**Problem 1**
List every country that the Yellow Sea commentary names or refers to.
**Problem 2**
Pick up the Yellow Sea commentary after its last sentence and write the next paragraph.

Moving the George Washington Carrier Strike Group into the Yellow Sea is bold, and carries a great deal of risk. This move will piss of Chinese leadership, and that will insure plenty of propaganda that enrages China's population. I don't expect China to attack the US Navy, but I do expect China to respond in a serious and potentially harsh way. The US is making a safe bet that nothing will happen and no one will be foolish enough to attack the US and South Korean naval forces. It is a good bet, but it is still a bet - and anyone who bets knows the rule: you can lose any bet.

**Data to examine**
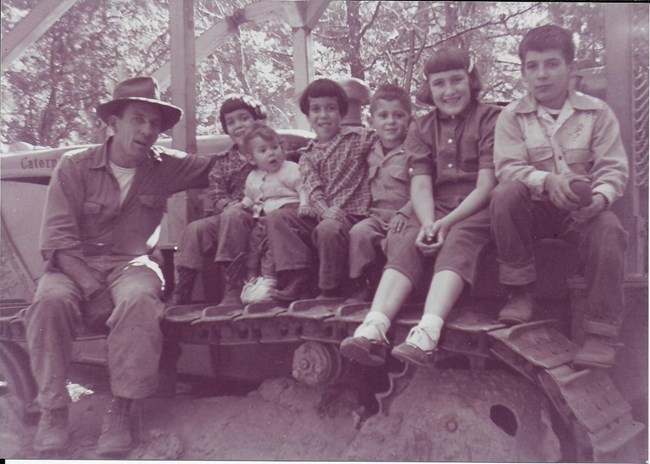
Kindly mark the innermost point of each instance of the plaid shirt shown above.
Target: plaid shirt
(336, 173)
(228, 178)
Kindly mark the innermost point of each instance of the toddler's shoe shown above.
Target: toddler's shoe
(257, 290)
(368, 346)
(418, 348)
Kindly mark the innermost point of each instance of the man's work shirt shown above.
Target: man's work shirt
(389, 182)
(584, 139)
(335, 173)
(228, 178)
(452, 149)
(83, 213)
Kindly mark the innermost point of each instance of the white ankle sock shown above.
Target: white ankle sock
(374, 326)
(431, 325)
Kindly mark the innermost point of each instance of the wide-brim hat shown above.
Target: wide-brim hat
(140, 89)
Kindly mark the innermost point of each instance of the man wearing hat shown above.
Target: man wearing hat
(102, 218)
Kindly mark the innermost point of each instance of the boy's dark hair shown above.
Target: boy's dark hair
(548, 37)
(261, 130)
(448, 59)
(236, 102)
(391, 92)
(324, 88)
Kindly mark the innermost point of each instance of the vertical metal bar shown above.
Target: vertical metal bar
(620, 79)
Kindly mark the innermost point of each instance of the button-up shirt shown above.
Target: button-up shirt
(83, 213)
(452, 149)
(228, 177)
(335, 173)
(389, 182)
(584, 139)
(268, 191)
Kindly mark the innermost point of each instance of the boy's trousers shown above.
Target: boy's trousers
(224, 236)
(296, 241)
(518, 220)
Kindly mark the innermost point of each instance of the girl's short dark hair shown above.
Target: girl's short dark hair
(448, 59)
(258, 129)
(391, 92)
(548, 37)
(324, 88)
(238, 101)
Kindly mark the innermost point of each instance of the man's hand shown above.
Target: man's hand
(598, 204)
(559, 190)
(397, 224)
(306, 211)
(334, 212)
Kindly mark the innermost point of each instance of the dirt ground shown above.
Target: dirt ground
(440, 416)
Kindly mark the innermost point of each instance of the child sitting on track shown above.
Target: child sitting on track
(223, 236)
(334, 176)
(390, 114)
(544, 142)
(452, 174)
(275, 183)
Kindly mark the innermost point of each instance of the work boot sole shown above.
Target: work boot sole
(364, 351)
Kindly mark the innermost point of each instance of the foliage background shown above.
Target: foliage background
(49, 94)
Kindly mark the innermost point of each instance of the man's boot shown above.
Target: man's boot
(116, 437)
(519, 307)
(599, 348)
(233, 284)
(52, 433)
(182, 293)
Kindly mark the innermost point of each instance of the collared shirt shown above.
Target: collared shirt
(83, 211)
(452, 150)
(335, 173)
(228, 177)
(584, 139)
(268, 191)
(389, 182)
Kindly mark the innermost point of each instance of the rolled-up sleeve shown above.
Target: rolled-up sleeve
(311, 185)
(60, 229)
(487, 124)
(511, 155)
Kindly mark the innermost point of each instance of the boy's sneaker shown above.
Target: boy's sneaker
(418, 348)
(519, 307)
(52, 433)
(368, 346)
(361, 293)
(597, 351)
(257, 290)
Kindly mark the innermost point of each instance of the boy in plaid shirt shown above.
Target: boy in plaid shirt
(334, 175)
(224, 235)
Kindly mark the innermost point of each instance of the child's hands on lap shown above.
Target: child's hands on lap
(306, 211)
(334, 212)
(431, 237)
(397, 224)
(598, 204)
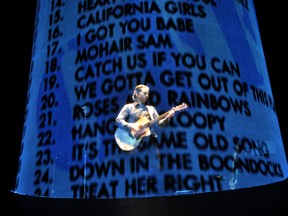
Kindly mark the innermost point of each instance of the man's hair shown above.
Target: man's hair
(138, 89)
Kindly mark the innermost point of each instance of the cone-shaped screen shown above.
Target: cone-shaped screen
(205, 120)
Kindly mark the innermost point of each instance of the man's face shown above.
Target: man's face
(143, 95)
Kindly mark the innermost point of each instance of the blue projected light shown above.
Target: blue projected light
(202, 60)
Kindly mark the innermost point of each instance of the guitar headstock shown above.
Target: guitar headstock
(180, 107)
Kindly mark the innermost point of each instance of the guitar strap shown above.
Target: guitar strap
(150, 112)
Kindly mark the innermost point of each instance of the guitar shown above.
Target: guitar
(129, 141)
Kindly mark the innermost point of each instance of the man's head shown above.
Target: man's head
(141, 93)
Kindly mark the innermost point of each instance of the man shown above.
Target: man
(136, 121)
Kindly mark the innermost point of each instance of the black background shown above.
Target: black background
(17, 29)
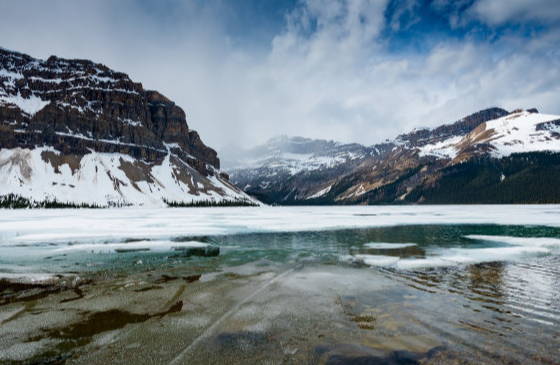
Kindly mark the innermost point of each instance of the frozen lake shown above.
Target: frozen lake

**Exercise response 1**
China, the US, South Korea

**Exercise response 2**
I also believe we are making a move not unlike March 1996 when then President Clinton ordered the Nimitz and Independence carrier battle groups to sail through the Taiwan Strait. The consequence of that move was a vow by China of "never again," a vow we are actually about to challenge in a different region off China's coast. The unintended consequence of Clinton's policy decision has been the most remarkable modernization in human history of the worlds largest Army, Navy, and Air Force. In less than 14 years, China's military has essentially jumped 2 generations of combat capability. That is a remarkable pace, and highlights how no one can predict what reaction will come from moving the GW into the Yellow Sea... preventing war with an extended show of force is one way Naval power can be used in crisis, and naval power can do many things politically for any nation with a strong Navy.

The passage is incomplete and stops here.